§ **Instruction**: Reproduce the lines of material below word for word, covering every record. Omit the pictures from your answer.

Detection annotation records:
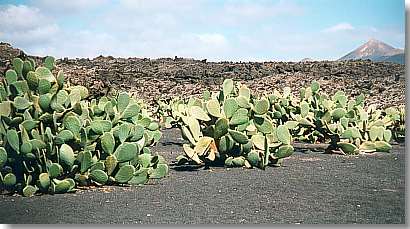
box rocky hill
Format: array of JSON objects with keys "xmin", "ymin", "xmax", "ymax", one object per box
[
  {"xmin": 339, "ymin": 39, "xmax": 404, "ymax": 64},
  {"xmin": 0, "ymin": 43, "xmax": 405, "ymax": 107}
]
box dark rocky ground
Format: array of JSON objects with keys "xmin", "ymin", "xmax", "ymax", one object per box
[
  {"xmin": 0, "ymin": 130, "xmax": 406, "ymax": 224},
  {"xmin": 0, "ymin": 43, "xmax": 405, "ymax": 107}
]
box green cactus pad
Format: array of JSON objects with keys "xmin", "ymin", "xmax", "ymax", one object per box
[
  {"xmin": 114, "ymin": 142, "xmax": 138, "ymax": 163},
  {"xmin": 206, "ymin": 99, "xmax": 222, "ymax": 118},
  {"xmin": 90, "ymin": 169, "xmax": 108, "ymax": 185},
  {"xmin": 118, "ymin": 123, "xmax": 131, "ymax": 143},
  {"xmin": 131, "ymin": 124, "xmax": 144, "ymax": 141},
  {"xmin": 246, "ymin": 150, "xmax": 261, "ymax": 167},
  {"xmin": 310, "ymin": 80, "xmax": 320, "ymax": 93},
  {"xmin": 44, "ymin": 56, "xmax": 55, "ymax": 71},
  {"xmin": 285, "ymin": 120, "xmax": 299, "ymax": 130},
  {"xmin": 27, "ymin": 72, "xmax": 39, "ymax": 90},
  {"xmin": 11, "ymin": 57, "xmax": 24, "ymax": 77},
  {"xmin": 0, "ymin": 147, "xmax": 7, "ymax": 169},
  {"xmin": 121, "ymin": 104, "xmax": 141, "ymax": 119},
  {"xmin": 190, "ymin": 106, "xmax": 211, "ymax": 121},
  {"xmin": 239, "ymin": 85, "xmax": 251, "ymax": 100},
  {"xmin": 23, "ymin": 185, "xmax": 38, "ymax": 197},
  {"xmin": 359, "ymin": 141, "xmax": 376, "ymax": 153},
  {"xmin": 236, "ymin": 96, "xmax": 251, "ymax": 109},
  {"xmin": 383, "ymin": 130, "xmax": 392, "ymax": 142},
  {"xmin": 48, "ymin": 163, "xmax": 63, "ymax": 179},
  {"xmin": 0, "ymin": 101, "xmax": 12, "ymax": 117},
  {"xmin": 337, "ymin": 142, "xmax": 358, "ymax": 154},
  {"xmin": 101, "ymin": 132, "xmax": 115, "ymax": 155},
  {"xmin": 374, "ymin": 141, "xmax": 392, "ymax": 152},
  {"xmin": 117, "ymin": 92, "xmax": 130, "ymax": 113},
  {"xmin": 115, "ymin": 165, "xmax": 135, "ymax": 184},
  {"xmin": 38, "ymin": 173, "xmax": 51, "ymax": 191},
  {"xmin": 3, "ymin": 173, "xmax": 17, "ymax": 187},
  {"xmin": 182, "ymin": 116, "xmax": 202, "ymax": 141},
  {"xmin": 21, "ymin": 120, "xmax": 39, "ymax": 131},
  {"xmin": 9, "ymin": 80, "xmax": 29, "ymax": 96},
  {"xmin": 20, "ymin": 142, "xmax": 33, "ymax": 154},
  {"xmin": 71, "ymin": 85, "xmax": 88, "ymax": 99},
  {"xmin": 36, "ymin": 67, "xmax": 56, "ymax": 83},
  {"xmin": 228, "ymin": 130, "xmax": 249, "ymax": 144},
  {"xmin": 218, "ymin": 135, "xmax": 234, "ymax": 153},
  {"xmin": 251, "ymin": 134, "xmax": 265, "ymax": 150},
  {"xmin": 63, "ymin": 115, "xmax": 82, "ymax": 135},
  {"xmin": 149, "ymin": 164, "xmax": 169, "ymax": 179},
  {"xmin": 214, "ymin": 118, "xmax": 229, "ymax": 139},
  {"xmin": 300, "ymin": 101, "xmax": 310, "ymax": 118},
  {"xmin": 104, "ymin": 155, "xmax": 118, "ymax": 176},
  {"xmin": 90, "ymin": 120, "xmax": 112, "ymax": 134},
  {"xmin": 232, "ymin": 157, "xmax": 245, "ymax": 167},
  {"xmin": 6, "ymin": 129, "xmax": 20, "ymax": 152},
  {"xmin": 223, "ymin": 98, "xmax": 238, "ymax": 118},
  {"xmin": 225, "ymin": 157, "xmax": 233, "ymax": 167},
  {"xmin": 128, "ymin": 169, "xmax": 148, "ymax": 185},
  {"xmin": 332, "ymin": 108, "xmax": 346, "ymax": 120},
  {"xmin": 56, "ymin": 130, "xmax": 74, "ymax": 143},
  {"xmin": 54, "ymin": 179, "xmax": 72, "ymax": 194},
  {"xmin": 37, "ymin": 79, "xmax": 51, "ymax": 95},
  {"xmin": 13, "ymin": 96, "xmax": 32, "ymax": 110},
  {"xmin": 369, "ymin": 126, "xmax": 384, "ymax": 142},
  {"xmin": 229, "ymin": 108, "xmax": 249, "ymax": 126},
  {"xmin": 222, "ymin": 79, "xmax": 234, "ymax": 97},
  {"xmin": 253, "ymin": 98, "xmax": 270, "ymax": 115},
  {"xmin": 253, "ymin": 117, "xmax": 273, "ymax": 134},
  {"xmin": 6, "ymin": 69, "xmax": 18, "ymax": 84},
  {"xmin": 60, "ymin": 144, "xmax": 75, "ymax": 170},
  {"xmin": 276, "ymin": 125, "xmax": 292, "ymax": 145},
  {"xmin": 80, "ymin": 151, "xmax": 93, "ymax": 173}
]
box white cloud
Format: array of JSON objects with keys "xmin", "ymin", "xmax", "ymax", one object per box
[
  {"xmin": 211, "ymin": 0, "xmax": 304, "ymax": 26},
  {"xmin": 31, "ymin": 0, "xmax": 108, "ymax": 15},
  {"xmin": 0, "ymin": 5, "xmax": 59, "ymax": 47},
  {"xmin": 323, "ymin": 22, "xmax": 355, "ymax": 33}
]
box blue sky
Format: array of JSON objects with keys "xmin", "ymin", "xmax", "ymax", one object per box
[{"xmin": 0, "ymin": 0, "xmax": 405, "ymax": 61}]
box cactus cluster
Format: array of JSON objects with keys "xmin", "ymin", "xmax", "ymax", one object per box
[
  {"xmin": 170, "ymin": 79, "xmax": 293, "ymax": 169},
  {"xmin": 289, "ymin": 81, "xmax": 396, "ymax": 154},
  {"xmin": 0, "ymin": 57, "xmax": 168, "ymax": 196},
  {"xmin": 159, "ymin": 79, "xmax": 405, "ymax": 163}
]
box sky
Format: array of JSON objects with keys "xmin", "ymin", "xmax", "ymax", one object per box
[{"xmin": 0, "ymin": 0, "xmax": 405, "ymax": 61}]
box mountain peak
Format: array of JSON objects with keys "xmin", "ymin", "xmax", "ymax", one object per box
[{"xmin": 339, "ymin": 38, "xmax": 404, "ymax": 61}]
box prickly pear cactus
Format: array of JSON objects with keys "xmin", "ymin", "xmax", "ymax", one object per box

§ **Response below**:
box rocky hill
Format: array of JSON objects with keys "xmin", "ymin", "xmax", "ymax", one object per box
[
  {"xmin": 339, "ymin": 39, "xmax": 404, "ymax": 64},
  {"xmin": 0, "ymin": 43, "xmax": 405, "ymax": 107}
]
box dark rocky ground
Format: array of JSON objects with keys "xmin", "ymin", "xmax", "ymax", one object per box
[
  {"xmin": 0, "ymin": 130, "xmax": 406, "ymax": 224},
  {"xmin": 0, "ymin": 43, "xmax": 405, "ymax": 107}
]
box green cactus pad
Format: array of JSON objects with keys "xmin", "ymin", "xmax", "ymax", one object per box
[
  {"xmin": 114, "ymin": 142, "xmax": 138, "ymax": 163},
  {"xmin": 206, "ymin": 99, "xmax": 222, "ymax": 118},
  {"xmin": 90, "ymin": 169, "xmax": 108, "ymax": 185},
  {"xmin": 118, "ymin": 123, "xmax": 131, "ymax": 143},
  {"xmin": 131, "ymin": 124, "xmax": 144, "ymax": 141},
  {"xmin": 246, "ymin": 150, "xmax": 261, "ymax": 167},
  {"xmin": 310, "ymin": 80, "xmax": 320, "ymax": 93},
  {"xmin": 44, "ymin": 56, "xmax": 55, "ymax": 71},
  {"xmin": 285, "ymin": 120, "xmax": 299, "ymax": 130},
  {"xmin": 27, "ymin": 72, "xmax": 39, "ymax": 90},
  {"xmin": 11, "ymin": 57, "xmax": 24, "ymax": 77},
  {"xmin": 0, "ymin": 147, "xmax": 7, "ymax": 169},
  {"xmin": 121, "ymin": 104, "xmax": 141, "ymax": 119},
  {"xmin": 190, "ymin": 106, "xmax": 211, "ymax": 121},
  {"xmin": 239, "ymin": 85, "xmax": 251, "ymax": 100},
  {"xmin": 23, "ymin": 185, "xmax": 38, "ymax": 197},
  {"xmin": 359, "ymin": 141, "xmax": 376, "ymax": 153},
  {"xmin": 236, "ymin": 96, "xmax": 251, "ymax": 109},
  {"xmin": 383, "ymin": 130, "xmax": 392, "ymax": 142},
  {"xmin": 48, "ymin": 163, "xmax": 63, "ymax": 179},
  {"xmin": 0, "ymin": 101, "xmax": 12, "ymax": 117},
  {"xmin": 337, "ymin": 142, "xmax": 358, "ymax": 154},
  {"xmin": 101, "ymin": 132, "xmax": 115, "ymax": 155},
  {"xmin": 374, "ymin": 141, "xmax": 392, "ymax": 152},
  {"xmin": 117, "ymin": 92, "xmax": 130, "ymax": 113},
  {"xmin": 115, "ymin": 165, "xmax": 135, "ymax": 184},
  {"xmin": 38, "ymin": 173, "xmax": 51, "ymax": 191},
  {"xmin": 3, "ymin": 173, "xmax": 17, "ymax": 187},
  {"xmin": 182, "ymin": 116, "xmax": 202, "ymax": 141},
  {"xmin": 21, "ymin": 120, "xmax": 39, "ymax": 131},
  {"xmin": 9, "ymin": 80, "xmax": 29, "ymax": 96},
  {"xmin": 20, "ymin": 142, "xmax": 33, "ymax": 154},
  {"xmin": 71, "ymin": 85, "xmax": 88, "ymax": 99},
  {"xmin": 36, "ymin": 67, "xmax": 56, "ymax": 83},
  {"xmin": 228, "ymin": 130, "xmax": 249, "ymax": 144},
  {"xmin": 218, "ymin": 135, "xmax": 234, "ymax": 153},
  {"xmin": 251, "ymin": 134, "xmax": 265, "ymax": 150},
  {"xmin": 63, "ymin": 115, "xmax": 82, "ymax": 135},
  {"xmin": 149, "ymin": 164, "xmax": 169, "ymax": 179},
  {"xmin": 214, "ymin": 118, "xmax": 229, "ymax": 139},
  {"xmin": 300, "ymin": 101, "xmax": 310, "ymax": 118},
  {"xmin": 104, "ymin": 155, "xmax": 118, "ymax": 176},
  {"xmin": 90, "ymin": 120, "xmax": 112, "ymax": 134},
  {"xmin": 232, "ymin": 157, "xmax": 245, "ymax": 167},
  {"xmin": 6, "ymin": 129, "xmax": 20, "ymax": 152},
  {"xmin": 223, "ymin": 98, "xmax": 238, "ymax": 118},
  {"xmin": 225, "ymin": 157, "xmax": 233, "ymax": 167},
  {"xmin": 128, "ymin": 169, "xmax": 148, "ymax": 185},
  {"xmin": 332, "ymin": 108, "xmax": 346, "ymax": 120},
  {"xmin": 56, "ymin": 130, "xmax": 74, "ymax": 143},
  {"xmin": 54, "ymin": 179, "xmax": 72, "ymax": 194},
  {"xmin": 37, "ymin": 79, "xmax": 51, "ymax": 95},
  {"xmin": 13, "ymin": 96, "xmax": 32, "ymax": 110},
  {"xmin": 369, "ymin": 126, "xmax": 384, "ymax": 142},
  {"xmin": 229, "ymin": 108, "xmax": 249, "ymax": 126},
  {"xmin": 222, "ymin": 79, "xmax": 234, "ymax": 97},
  {"xmin": 253, "ymin": 98, "xmax": 270, "ymax": 115},
  {"xmin": 253, "ymin": 117, "xmax": 273, "ymax": 134},
  {"xmin": 6, "ymin": 69, "xmax": 18, "ymax": 84},
  {"xmin": 60, "ymin": 144, "xmax": 75, "ymax": 170},
  {"xmin": 276, "ymin": 125, "xmax": 292, "ymax": 145},
  {"xmin": 80, "ymin": 151, "xmax": 93, "ymax": 173}
]
box white cloud
Format: array of JSON objects with keys "xmin", "ymin", "xmax", "ymax", one object per box
[
  {"xmin": 211, "ymin": 0, "xmax": 304, "ymax": 26},
  {"xmin": 31, "ymin": 0, "xmax": 108, "ymax": 15},
  {"xmin": 0, "ymin": 5, "xmax": 59, "ymax": 47},
  {"xmin": 323, "ymin": 22, "xmax": 355, "ymax": 33}
]
box blue sky
Format: array of JSON objects with keys "xmin", "ymin", "xmax", "ymax", one object per box
[{"xmin": 0, "ymin": 0, "xmax": 405, "ymax": 61}]
box cactus cluster
Format: array of JSON objects with keys "xmin", "ymin", "xmax", "ymax", one object per box
[
  {"xmin": 170, "ymin": 79, "xmax": 293, "ymax": 169},
  {"xmin": 289, "ymin": 81, "xmax": 396, "ymax": 154},
  {"xmin": 0, "ymin": 57, "xmax": 168, "ymax": 196},
  {"xmin": 159, "ymin": 79, "xmax": 405, "ymax": 163}
]
box sky
Format: array of JSON objects with keys "xmin", "ymin", "xmax", "ymax", one object per box
[{"xmin": 0, "ymin": 0, "xmax": 405, "ymax": 61}]
box mountain peak
Format: array of JSON objects with keys "xmin", "ymin", "xmax", "ymax", one object per box
[{"xmin": 339, "ymin": 38, "xmax": 404, "ymax": 61}]
box prickly pear cactus
Format: array of JSON objects with keys "xmin", "ymin", "xmax", "ymax", one object per box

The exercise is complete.